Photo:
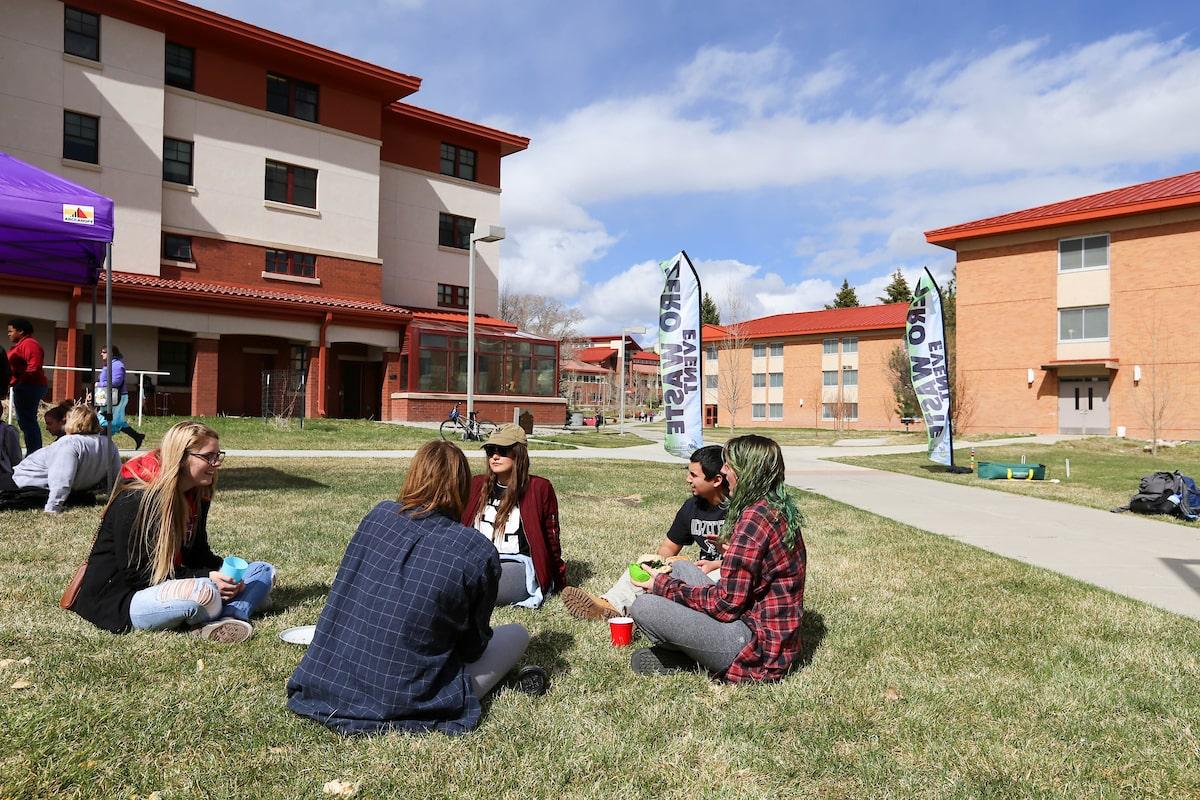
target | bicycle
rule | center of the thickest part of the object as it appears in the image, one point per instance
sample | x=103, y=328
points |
x=456, y=428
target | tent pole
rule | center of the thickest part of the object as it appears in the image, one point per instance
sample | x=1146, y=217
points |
x=108, y=337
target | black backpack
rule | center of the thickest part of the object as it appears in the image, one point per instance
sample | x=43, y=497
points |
x=1162, y=493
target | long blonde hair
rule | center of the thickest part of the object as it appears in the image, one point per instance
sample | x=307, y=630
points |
x=161, y=522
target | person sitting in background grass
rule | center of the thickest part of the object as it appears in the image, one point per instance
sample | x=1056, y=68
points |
x=747, y=626
x=519, y=513
x=406, y=641
x=83, y=459
x=57, y=416
x=151, y=566
x=697, y=521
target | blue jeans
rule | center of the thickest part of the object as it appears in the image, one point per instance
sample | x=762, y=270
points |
x=25, y=398
x=196, y=601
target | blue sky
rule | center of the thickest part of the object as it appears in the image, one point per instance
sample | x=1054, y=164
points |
x=784, y=145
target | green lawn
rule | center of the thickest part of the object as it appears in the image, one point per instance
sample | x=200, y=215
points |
x=1104, y=471
x=935, y=671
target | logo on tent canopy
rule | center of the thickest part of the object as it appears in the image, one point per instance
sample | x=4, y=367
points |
x=79, y=215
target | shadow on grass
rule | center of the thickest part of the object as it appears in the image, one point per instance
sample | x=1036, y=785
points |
x=577, y=572
x=813, y=629
x=264, y=479
x=285, y=597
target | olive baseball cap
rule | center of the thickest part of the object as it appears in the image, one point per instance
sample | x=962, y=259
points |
x=505, y=435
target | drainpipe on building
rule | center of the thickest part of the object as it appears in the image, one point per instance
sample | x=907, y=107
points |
x=322, y=359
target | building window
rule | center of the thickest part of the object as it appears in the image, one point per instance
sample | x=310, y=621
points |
x=457, y=162
x=175, y=247
x=177, y=161
x=175, y=358
x=282, y=262
x=291, y=184
x=455, y=230
x=1083, y=323
x=81, y=34
x=292, y=97
x=81, y=137
x=1084, y=253
x=451, y=296
x=180, y=66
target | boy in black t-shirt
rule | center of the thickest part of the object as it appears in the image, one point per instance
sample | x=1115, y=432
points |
x=697, y=522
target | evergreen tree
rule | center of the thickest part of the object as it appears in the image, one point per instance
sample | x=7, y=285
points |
x=846, y=296
x=898, y=290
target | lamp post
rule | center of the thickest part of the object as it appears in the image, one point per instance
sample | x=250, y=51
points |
x=493, y=233
x=639, y=330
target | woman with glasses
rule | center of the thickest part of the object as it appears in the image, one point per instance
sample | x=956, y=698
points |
x=747, y=626
x=151, y=566
x=519, y=513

Written exercise
Locate the line that contains "target | evergreen tree". Repeat it and every line after it, up to and including the final line, exactly.

Correct response
target | evergreen tree
rule | center of the thickest part of the object as it appears in the image, one point per instance
sample | x=7, y=285
points |
x=846, y=296
x=898, y=290
target | lamp post
rule | center of the thickest part of the object as it appears in the image, one point per instance
sample | x=250, y=51
points |
x=493, y=233
x=639, y=330
target | woman with glasses
rule | center of the thickest part of the object as it appears in the image, one point per instance
sample | x=956, y=698
points |
x=747, y=626
x=151, y=566
x=519, y=513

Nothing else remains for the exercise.